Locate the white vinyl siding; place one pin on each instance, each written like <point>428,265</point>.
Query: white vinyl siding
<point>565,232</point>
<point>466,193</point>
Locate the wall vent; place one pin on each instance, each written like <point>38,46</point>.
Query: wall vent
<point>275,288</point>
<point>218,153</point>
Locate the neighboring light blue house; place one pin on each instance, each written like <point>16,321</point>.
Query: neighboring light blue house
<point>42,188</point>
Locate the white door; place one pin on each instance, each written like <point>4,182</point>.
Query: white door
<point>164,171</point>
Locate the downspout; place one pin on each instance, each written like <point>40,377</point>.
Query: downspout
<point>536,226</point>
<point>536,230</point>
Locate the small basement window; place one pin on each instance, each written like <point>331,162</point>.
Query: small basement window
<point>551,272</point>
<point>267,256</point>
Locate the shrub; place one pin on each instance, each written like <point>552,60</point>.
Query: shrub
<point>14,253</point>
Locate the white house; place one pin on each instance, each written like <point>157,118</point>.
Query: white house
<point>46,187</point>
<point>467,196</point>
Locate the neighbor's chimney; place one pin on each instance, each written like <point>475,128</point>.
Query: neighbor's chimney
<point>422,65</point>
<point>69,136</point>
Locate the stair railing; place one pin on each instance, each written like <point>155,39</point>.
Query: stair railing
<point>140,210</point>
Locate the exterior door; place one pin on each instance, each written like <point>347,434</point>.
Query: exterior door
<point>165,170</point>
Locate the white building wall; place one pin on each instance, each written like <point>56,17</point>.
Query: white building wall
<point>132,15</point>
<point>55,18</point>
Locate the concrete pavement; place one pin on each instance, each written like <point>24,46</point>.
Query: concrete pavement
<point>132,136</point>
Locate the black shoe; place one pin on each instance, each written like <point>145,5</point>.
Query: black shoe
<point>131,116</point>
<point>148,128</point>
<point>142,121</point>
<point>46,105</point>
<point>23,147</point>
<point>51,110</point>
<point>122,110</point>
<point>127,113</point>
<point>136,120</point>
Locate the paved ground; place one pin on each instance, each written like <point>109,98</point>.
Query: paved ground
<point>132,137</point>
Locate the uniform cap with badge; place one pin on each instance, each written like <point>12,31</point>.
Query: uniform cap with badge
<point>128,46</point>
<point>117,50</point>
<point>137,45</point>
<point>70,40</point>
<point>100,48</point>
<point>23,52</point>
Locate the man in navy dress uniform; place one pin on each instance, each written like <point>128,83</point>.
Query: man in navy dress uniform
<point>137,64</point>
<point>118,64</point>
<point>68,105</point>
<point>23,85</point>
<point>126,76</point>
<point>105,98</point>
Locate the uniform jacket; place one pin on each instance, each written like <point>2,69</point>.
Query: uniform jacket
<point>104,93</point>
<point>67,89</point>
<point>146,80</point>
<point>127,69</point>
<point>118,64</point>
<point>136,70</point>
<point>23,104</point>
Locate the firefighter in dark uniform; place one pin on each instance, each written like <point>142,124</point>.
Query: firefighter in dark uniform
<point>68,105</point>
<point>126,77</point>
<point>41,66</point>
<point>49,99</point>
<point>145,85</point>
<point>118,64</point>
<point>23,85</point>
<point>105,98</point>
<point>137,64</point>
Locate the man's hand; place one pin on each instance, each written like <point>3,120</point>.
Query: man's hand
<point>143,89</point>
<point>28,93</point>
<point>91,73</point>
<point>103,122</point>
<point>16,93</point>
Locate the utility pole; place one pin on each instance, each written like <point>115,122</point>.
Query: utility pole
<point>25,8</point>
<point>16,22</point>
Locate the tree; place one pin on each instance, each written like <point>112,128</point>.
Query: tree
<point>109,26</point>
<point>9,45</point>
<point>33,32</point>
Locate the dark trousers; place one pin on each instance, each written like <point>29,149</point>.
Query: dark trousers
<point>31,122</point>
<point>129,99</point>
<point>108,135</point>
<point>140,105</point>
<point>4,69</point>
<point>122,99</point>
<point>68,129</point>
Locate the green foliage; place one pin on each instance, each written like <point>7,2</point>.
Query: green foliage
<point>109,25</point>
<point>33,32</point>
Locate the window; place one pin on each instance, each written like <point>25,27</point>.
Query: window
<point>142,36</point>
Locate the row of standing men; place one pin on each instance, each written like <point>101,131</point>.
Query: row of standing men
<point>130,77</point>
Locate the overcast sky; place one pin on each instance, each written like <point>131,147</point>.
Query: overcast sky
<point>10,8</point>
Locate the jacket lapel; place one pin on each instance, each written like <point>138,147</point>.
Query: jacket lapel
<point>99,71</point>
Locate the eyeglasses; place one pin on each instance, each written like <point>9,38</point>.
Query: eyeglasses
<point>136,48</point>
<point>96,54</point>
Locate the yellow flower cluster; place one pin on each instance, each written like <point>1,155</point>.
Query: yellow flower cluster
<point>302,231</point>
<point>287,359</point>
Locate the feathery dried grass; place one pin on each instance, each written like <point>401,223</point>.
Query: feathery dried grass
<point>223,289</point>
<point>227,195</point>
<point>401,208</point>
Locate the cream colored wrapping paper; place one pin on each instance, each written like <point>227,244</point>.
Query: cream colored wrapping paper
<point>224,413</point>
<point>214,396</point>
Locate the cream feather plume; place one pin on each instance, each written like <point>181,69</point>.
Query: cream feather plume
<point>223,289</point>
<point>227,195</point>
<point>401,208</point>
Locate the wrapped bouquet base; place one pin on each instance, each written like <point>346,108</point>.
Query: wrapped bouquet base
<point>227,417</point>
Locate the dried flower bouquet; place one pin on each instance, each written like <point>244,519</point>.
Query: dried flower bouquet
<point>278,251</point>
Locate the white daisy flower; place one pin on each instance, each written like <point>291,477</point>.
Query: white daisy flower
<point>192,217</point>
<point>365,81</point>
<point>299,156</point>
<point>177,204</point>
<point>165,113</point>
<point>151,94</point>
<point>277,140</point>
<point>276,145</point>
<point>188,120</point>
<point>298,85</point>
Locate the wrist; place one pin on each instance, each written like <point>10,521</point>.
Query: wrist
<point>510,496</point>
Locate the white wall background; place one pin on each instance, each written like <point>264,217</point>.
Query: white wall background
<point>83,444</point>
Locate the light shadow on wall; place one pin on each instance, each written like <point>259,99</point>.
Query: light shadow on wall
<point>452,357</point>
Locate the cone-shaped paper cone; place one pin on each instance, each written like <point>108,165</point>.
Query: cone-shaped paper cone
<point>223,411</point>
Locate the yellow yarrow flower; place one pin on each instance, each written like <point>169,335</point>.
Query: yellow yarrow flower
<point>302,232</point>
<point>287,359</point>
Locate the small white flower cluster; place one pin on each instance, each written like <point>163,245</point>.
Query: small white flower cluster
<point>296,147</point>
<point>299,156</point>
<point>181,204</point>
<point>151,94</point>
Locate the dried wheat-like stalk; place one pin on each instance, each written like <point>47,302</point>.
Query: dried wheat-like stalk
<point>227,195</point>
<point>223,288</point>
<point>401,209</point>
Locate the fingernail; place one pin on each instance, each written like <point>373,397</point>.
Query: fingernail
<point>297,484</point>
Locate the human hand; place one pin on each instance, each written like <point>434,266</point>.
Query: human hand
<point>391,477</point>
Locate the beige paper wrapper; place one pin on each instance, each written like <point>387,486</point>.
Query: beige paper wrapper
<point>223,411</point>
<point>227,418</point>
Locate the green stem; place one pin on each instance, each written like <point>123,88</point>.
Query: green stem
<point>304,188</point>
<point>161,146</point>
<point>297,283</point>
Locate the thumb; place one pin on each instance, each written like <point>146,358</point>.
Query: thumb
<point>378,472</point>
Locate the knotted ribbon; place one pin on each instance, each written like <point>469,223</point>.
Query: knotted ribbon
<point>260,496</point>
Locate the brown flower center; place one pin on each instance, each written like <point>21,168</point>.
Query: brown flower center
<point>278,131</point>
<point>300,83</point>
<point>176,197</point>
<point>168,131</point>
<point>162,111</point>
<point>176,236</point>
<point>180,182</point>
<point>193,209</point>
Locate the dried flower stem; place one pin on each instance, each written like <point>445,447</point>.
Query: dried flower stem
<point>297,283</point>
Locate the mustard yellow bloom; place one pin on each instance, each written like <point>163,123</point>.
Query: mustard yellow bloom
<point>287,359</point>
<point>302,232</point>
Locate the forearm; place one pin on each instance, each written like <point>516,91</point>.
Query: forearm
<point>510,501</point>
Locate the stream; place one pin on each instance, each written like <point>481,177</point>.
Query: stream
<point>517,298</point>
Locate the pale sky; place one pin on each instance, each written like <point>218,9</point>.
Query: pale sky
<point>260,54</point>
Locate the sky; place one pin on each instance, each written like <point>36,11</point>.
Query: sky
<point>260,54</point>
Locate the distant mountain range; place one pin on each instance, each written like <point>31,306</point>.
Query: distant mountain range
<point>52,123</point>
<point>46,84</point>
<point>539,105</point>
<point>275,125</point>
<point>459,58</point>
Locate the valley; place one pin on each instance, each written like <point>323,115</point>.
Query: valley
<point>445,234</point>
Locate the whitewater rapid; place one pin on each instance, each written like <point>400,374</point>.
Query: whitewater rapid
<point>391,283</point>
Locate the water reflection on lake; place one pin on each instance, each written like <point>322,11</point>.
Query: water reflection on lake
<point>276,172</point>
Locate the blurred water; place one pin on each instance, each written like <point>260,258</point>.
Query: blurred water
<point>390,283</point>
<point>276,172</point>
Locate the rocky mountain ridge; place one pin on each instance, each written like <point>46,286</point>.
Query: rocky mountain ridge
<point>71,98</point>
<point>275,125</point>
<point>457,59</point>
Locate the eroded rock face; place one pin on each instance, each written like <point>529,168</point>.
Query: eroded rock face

################

* Given problem: Swap "downspout" for "rain gutter" in the listing from its first line through the line containing "<point>69,136</point>", and reproduce only those lines with everything else unchanged.

* The result:
Locate the white vinyl siding; place one pin on each instance, each written like <point>428,265</point>.
Query: white vinyl siding
<point>565,232</point>
<point>466,193</point>
Locate the wall vent; place one pin on each instance, each written like <point>38,46</point>.
Query: wall vent
<point>275,288</point>
<point>218,153</point>
Locate the neighboring light blue house; place one pin on each instance, each written like <point>16,321</point>.
Query: neighboring light blue house
<point>42,188</point>
Locate the white door; place one pin on each instance, each written like <point>4,182</point>.
Query: white door
<point>164,171</point>
Locate the rain gutter; place one pin on each instance, each written like <point>40,377</point>.
Query: rain gutter
<point>536,226</point>
<point>536,230</point>
Locate the small basement window; place one pin on each instance, each written like <point>331,162</point>.
Query: small basement window
<point>551,272</point>
<point>267,256</point>
Locate the shrub; place one pin on each instance, each written like <point>552,60</point>.
Query: shrub
<point>14,253</point>
Locate the white house; place one pin on each instance, each written like <point>157,118</point>.
Query: white house
<point>46,187</point>
<point>467,196</point>
Locate the neighbor's chimney; place one pin on each instance, each written like <point>475,128</point>.
Query: neighbor's chimney
<point>422,65</point>
<point>69,136</point>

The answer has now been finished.